We give a proof for (a). It is then easy to check that the same homotopies provided in this proof are path homotopies (i.e., satisfy \(F(0,t)=x_0, F(1,t)=x_1\)) in the context of paths in \(P(X; x_0,x_1)\text{.}\)
Reflexive.
Given a continuous function \(f\colon X\rightarrow Y\text{,}\) the map defined as \(F(x,t)=f(x)\) for all \((x,t)\in X\times I\) is clearly a homotopy from \(f\) to \(f\text{.}\)
Symmetric.

----------------

▶ _Tasks_:
• A. Answer these questions using the homotopy proof:
(i) Which part does the homotopy proof give a proof for?
(ii) Which two equations must a path homotopy satisfy?
(iii) For a continuous function f from X to Y, which map is given as a homotopy from f to f?
• B. Decide whether each statement agrees with the homotopy proof. Answer yes or no, and quote the words from the proof that decide it.
(i) The homotopy proof is given for part (b).
(ii) The map used for the reflexive case is described as clearly being a homotopy.
(iii) Checking that the same homotopies are path homotopies is described as difficult.
• C. Proceed with the homotopy proof, starting right after its final line.

▶ _Supplied information_:

----------------

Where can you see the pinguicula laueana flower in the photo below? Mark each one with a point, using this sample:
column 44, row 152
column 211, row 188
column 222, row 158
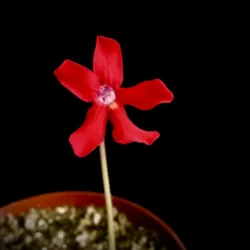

----------------

▶ _Results of the tasks_:
• A.
(i) Part (a).
(ii) F(0,t) = x_0 and F(1,t) = x_1.
(iii) The map F(x,t) = f(x) for all (x,t) in X × I.

• B.
(i) No: "We give a proof for (a)."
(ii) Yes: "is clearly a homotopy"
(iii) No: "It is then easy to check"

• C.
Let \(f,g\) be continuous maps from \(X\) to \(Y\text{,}\) and assume \(f\simeq g\text{.}\) By definition this means there is a homotopy \(F\colon X\rightarrow I\rightarrow Y\) from \(f\) to \(g\text{,}\) so that in particular \(F(x,0)=f(x), F(x,1)=g(x)\) for all \(x\in X\text{.}\) Define \(G\colon X\rightarrow I\rightarrow Y\) as \(G(x,t)=F(x,1-t)\text{.}\) It is clear that \(G\) is continuous, and we have
\begin{align*}
G(x,0) \amp = F(x,1)=g(x) \amp G(x,1)\amp =F(x,0)=f(x)\text{.}
\end{align*}
Thus \(G\) is a homotopy from \(g\) to \(f\text{,}\) showing \(g\simeq f\text{.}\)
Transitive.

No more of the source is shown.